::: Passage

An Oklahoma doctor is suspended from practicing amid accusations of driving drunk at more than 100 miles per hour while running from police.
A search of Zachariah Anderson’s records with the Oklahoma Medical Board revealed that this is not the first time his license has been suspended. It was suspended before for DUI and he reportedly has a history of substance abuse.
Now, Anderson’s patients are wondering what to do next.
“I was kind of standing there in awe and I was like, ‘well, what do I do from here?’” said patient Lester Burns.
Two signs are posted at Pinnacle Healthcare in Okmulgee. One says “Due to doctor taking a leave of absence the office will be closing at noon everyday,” while the other says “Anderson’s clinic will be closing in 30 days.”
“He seemed like a standup kind of guy,” said Burns. “That’s why it was just mind blowing.”
Burns has been a patient of Anderson’s since 2000 and says he called five times on Tuesday to ask about his medical records, but no one answered.
“I know several that, you know, are older people that are in the same situation I am that need their medicine, you know. Like me. I have to come over here three times a month to get my medicine,” said Burns.

::::::

Work item A
According to the news report about the suspended Oklahoma doctor, how many times did Lester Burns call on Tuesday to ask about his medical records?
Work item B
Continue the news report about the suspended Oklahoma doctor from where it stops.
The records are separate material, unrelated to the news report about the suspended doctor.

::: Given entries

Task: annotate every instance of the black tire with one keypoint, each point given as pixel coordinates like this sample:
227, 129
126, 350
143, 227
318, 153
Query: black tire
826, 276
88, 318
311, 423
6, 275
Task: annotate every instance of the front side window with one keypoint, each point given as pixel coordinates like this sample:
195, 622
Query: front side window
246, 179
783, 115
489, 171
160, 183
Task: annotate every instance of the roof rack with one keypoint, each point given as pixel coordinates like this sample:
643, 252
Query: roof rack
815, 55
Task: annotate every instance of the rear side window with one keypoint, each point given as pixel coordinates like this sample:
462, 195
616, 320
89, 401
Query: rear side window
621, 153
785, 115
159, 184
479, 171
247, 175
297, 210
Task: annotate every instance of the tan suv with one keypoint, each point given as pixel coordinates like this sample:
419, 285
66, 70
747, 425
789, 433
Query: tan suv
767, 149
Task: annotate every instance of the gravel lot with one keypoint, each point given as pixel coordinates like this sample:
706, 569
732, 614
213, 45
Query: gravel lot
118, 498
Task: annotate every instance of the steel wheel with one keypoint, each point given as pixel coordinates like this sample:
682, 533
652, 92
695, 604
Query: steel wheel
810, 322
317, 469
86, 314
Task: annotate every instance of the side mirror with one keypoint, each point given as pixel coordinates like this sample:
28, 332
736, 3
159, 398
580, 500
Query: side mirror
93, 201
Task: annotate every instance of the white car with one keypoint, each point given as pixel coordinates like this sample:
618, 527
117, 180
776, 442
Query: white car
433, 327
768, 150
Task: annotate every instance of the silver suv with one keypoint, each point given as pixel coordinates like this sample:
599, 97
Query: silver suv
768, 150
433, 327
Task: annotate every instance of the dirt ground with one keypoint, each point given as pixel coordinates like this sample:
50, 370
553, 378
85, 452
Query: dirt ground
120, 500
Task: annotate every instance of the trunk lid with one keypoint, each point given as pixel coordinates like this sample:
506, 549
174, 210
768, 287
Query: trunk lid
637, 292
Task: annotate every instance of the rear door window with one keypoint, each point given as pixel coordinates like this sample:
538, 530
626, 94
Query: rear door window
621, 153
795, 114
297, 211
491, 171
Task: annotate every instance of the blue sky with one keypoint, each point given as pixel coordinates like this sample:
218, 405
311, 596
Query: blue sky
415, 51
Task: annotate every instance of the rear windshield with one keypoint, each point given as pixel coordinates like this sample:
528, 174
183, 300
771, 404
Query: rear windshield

::::::

Exercise response A
Five times.

Exercise response B
The Oklahoma Board of Medical Licensure and Supervision ordered an immediate suspension, citing Anderson’s six recent charges, including aggravated DUI, felony eluding, and speeding (going 105 in a 65), stating “It is clear from the facts of the case that Defendant poses imminent harm to the public.”
“You go to a doctor to get help and then you find out your doctor is doing some stuff that we shouldn’t be doing, you know,” declared Burns. “That’s what hurts, too.”
According to state records, Anderson’s license was also suspended for a month for a DUI in 2007 with his minor child in the car.
The Board says he lied about that conviction a year later on his application to renew his medical license.
“Everybody makes mistakes and I would just like, would like answers,” said Burns.
Records also show Anderson was charged with a DUI in the 90s and had two months of treatment. He was supposed to be monitored through a five-year program, but after two years, he lost his temporary license because he stopped going to meetings.